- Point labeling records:

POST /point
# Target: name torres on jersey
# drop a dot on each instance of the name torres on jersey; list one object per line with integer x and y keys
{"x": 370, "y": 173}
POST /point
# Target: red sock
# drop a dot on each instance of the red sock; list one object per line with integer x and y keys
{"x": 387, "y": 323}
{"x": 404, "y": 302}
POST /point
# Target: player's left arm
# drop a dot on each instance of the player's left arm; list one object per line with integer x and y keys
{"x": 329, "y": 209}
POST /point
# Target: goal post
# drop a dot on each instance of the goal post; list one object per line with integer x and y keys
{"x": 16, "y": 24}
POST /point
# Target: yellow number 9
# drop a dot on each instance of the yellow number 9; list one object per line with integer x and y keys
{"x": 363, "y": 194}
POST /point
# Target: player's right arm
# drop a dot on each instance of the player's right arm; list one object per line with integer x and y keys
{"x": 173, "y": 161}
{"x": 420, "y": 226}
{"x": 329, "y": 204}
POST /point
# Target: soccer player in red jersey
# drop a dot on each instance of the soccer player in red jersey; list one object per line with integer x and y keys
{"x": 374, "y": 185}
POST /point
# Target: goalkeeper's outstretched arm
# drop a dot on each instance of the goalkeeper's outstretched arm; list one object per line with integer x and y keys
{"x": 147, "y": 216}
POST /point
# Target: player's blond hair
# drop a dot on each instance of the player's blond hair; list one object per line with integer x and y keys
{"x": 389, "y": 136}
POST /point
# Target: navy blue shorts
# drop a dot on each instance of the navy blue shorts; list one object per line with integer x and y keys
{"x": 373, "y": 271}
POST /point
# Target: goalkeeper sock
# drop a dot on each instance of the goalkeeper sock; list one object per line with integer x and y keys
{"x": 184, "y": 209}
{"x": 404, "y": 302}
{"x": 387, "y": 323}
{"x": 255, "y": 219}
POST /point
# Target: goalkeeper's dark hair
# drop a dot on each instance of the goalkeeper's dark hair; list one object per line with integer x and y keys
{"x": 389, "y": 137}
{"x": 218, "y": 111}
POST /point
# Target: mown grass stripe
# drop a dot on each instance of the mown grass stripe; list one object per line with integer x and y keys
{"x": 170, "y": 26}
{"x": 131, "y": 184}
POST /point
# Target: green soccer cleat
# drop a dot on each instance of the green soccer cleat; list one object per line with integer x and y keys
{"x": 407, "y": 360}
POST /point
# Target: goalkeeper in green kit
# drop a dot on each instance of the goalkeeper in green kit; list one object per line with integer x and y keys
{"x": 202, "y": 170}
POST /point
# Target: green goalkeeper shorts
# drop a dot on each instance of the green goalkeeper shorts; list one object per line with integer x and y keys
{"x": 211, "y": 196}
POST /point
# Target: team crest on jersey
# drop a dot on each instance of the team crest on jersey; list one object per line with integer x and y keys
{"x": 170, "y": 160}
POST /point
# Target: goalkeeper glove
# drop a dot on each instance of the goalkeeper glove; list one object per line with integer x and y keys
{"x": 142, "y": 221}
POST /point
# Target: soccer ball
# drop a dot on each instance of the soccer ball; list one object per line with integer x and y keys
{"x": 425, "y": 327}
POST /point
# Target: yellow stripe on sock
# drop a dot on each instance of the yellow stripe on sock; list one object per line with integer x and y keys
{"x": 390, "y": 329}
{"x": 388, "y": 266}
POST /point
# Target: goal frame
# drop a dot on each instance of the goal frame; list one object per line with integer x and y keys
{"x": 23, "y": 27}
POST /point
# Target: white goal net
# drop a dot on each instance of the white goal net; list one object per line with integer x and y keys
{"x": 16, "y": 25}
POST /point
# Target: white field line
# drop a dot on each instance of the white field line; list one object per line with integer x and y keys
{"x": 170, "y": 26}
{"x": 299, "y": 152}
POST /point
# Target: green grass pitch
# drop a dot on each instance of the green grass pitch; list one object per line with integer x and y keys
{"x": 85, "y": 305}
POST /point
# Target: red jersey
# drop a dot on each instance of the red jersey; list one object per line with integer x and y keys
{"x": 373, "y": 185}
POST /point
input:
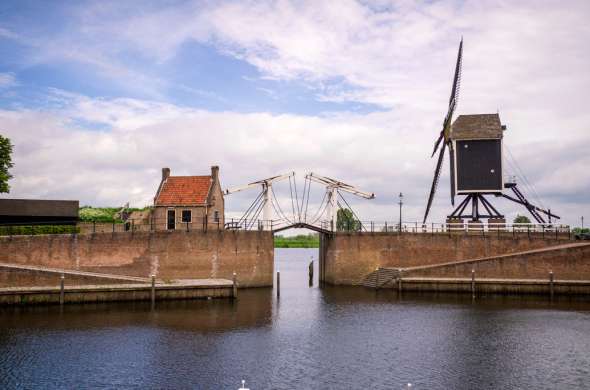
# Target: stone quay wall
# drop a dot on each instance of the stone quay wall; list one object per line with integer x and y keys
{"x": 347, "y": 258}
{"x": 167, "y": 255}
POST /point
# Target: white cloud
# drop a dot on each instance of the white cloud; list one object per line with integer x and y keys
{"x": 7, "y": 80}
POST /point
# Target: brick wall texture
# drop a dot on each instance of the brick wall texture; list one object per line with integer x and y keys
{"x": 168, "y": 255}
{"x": 351, "y": 257}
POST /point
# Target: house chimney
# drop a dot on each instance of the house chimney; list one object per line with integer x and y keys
{"x": 165, "y": 173}
{"x": 215, "y": 173}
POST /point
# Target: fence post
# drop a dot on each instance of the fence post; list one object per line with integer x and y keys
{"x": 377, "y": 278}
{"x": 61, "y": 289}
{"x": 551, "y": 280}
{"x": 473, "y": 284}
{"x": 153, "y": 291}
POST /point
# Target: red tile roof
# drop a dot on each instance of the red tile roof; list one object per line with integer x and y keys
{"x": 184, "y": 190}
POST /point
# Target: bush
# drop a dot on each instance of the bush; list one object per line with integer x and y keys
{"x": 299, "y": 241}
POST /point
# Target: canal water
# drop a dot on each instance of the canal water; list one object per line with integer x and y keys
{"x": 312, "y": 338}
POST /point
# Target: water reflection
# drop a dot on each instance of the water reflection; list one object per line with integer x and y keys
{"x": 330, "y": 337}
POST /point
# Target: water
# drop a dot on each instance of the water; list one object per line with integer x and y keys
{"x": 330, "y": 338}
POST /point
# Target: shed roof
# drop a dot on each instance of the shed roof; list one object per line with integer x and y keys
{"x": 184, "y": 190}
{"x": 39, "y": 208}
{"x": 477, "y": 126}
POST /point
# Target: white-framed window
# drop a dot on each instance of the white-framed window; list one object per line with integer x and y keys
{"x": 187, "y": 216}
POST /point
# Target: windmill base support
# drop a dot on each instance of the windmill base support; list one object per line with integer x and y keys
{"x": 455, "y": 225}
{"x": 475, "y": 226}
{"x": 497, "y": 224}
{"x": 478, "y": 204}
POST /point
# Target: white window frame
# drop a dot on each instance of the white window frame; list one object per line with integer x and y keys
{"x": 182, "y": 216}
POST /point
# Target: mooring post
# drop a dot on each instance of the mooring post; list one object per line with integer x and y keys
{"x": 551, "y": 287}
{"x": 153, "y": 295}
{"x": 377, "y": 278}
{"x": 61, "y": 289}
{"x": 473, "y": 283}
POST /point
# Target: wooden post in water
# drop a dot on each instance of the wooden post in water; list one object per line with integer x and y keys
{"x": 473, "y": 284}
{"x": 551, "y": 280}
{"x": 61, "y": 289}
{"x": 153, "y": 292}
{"x": 377, "y": 278}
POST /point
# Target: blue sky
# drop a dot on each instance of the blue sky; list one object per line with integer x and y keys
{"x": 98, "y": 96}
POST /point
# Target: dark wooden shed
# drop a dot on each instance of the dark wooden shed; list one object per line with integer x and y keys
{"x": 63, "y": 212}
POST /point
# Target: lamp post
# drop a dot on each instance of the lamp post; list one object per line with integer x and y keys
{"x": 401, "y": 197}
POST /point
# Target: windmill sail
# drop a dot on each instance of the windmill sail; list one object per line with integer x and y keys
{"x": 445, "y": 134}
{"x": 435, "y": 181}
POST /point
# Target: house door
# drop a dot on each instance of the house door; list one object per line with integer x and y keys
{"x": 171, "y": 225}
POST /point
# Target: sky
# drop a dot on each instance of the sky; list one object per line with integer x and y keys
{"x": 98, "y": 96}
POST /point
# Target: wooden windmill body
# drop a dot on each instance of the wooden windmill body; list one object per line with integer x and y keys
{"x": 476, "y": 164}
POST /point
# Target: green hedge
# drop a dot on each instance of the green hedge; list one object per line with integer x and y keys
{"x": 33, "y": 230}
{"x": 300, "y": 241}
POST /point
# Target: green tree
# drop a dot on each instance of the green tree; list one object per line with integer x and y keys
{"x": 345, "y": 221}
{"x": 5, "y": 163}
{"x": 522, "y": 219}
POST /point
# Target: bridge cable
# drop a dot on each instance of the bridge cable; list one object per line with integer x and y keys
{"x": 319, "y": 209}
{"x": 303, "y": 198}
{"x": 297, "y": 199}
{"x": 292, "y": 202}
{"x": 250, "y": 208}
{"x": 280, "y": 210}
{"x": 351, "y": 210}
{"x": 307, "y": 203}
{"x": 256, "y": 215}
{"x": 320, "y": 214}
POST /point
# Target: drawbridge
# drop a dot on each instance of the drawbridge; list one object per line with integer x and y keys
{"x": 266, "y": 213}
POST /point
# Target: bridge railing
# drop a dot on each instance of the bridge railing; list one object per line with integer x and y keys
{"x": 456, "y": 227}
{"x": 153, "y": 224}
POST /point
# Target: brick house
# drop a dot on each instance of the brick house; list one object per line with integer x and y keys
{"x": 183, "y": 202}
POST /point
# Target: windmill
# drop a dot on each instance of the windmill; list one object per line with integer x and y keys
{"x": 476, "y": 168}
{"x": 445, "y": 134}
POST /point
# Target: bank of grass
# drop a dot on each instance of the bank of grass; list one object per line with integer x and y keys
{"x": 299, "y": 241}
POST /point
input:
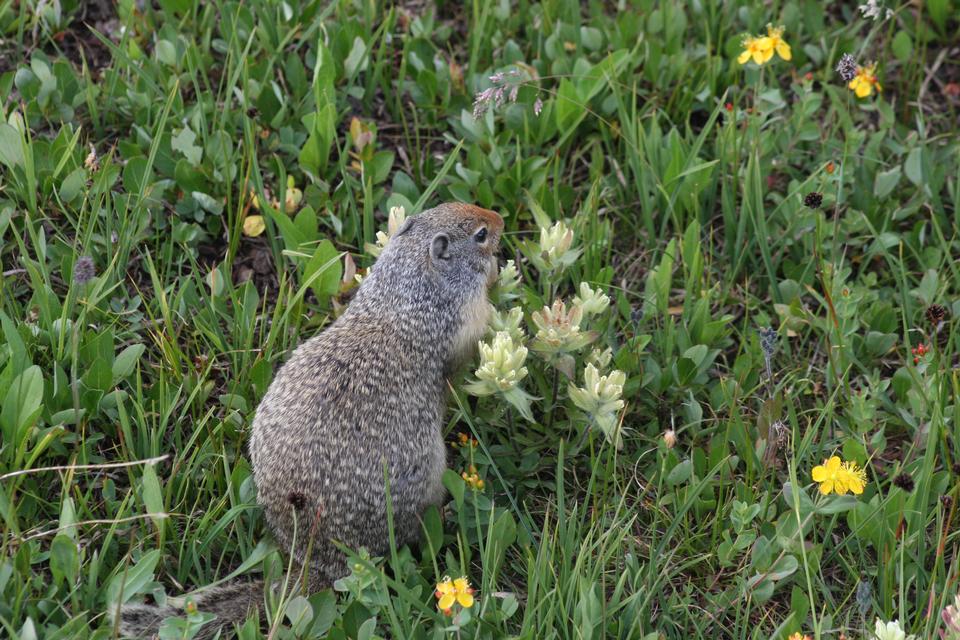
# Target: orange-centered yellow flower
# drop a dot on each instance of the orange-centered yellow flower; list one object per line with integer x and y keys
{"x": 757, "y": 49}
{"x": 865, "y": 81}
{"x": 450, "y": 592}
{"x": 856, "y": 477}
{"x": 839, "y": 477}
{"x": 777, "y": 43}
{"x": 760, "y": 49}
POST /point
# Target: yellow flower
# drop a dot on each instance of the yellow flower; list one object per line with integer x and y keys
{"x": 450, "y": 592}
{"x": 253, "y": 226}
{"x": 856, "y": 477}
{"x": 760, "y": 50}
{"x": 865, "y": 81}
{"x": 832, "y": 476}
{"x": 777, "y": 43}
{"x": 473, "y": 479}
{"x": 293, "y": 196}
{"x": 839, "y": 477}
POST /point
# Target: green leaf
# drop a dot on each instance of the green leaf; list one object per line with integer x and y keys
{"x": 11, "y": 151}
{"x": 913, "y": 166}
{"x": 184, "y": 143}
{"x": 166, "y": 53}
{"x": 886, "y": 181}
{"x": 569, "y": 106}
{"x": 836, "y": 504}
{"x": 680, "y": 473}
{"x": 357, "y": 58}
{"x": 73, "y": 184}
{"x": 126, "y": 361}
{"x": 64, "y": 559}
{"x": 323, "y": 272}
{"x": 130, "y": 581}
{"x": 208, "y": 203}
{"x": 300, "y": 614}
{"x": 21, "y": 407}
{"x": 152, "y": 494}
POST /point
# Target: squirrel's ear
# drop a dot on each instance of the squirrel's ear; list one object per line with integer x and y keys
{"x": 438, "y": 247}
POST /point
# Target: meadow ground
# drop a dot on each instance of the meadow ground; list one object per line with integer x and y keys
{"x": 755, "y": 239}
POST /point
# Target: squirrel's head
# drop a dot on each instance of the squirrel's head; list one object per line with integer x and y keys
{"x": 453, "y": 244}
{"x": 461, "y": 236}
{"x": 443, "y": 258}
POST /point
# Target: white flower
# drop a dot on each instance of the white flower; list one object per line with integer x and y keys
{"x": 669, "y": 438}
{"x": 592, "y": 301}
{"x": 501, "y": 362}
{"x": 558, "y": 330}
{"x": 510, "y": 322}
{"x": 890, "y": 631}
{"x": 395, "y": 220}
{"x": 601, "y": 358}
{"x": 601, "y": 399}
{"x": 555, "y": 242}
{"x": 501, "y": 370}
{"x": 508, "y": 280}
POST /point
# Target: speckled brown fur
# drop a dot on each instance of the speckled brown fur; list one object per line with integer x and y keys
{"x": 364, "y": 397}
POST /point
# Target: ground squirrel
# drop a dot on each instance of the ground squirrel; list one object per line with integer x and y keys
{"x": 366, "y": 394}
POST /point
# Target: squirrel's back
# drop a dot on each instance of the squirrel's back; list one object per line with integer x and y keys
{"x": 359, "y": 408}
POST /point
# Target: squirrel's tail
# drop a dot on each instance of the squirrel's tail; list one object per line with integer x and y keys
{"x": 231, "y": 603}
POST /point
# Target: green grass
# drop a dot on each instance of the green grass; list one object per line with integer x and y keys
{"x": 127, "y": 399}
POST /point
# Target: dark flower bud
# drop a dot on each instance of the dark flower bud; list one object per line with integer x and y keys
{"x": 847, "y": 67}
{"x": 904, "y": 481}
{"x": 84, "y": 270}
{"x": 813, "y": 200}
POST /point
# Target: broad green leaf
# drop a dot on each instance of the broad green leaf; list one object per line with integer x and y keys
{"x": 126, "y": 361}
{"x": 886, "y": 181}
{"x": 129, "y": 581}
{"x": 183, "y": 142}
{"x": 11, "y": 151}
{"x": 323, "y": 272}
{"x": 21, "y": 406}
{"x": 152, "y": 494}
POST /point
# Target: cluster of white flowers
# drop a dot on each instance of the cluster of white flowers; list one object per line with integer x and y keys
{"x": 890, "y": 631}
{"x": 601, "y": 398}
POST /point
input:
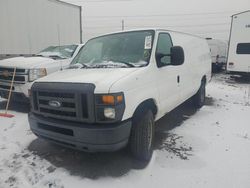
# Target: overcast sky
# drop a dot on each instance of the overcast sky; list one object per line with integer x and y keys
{"x": 210, "y": 18}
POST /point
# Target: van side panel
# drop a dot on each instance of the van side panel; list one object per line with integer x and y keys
{"x": 197, "y": 63}
{"x": 240, "y": 34}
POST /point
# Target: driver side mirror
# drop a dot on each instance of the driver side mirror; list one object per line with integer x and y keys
{"x": 177, "y": 55}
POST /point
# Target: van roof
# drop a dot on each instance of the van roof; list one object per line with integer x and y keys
{"x": 154, "y": 29}
{"x": 241, "y": 12}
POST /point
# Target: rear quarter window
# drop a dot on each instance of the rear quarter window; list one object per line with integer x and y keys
{"x": 243, "y": 48}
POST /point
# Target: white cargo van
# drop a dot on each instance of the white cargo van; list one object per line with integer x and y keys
{"x": 218, "y": 50}
{"x": 117, "y": 87}
{"x": 28, "y": 69}
{"x": 239, "y": 44}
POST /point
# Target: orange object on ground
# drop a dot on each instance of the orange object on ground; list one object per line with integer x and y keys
{"x": 8, "y": 101}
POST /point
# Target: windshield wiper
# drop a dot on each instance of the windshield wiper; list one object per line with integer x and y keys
{"x": 56, "y": 56}
{"x": 123, "y": 62}
{"x": 78, "y": 66}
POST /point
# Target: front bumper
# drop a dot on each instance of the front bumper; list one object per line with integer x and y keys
{"x": 80, "y": 136}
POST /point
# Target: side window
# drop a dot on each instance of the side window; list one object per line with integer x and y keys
{"x": 163, "y": 47}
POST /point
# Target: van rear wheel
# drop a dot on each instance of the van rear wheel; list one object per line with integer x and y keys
{"x": 142, "y": 135}
{"x": 199, "y": 97}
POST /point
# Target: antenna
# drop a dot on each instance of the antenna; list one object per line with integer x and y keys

- TASK GOAL: Count the lines of the records above that contain the word "water", and give only that number.

- OUTPUT FOR THIS TASK: 8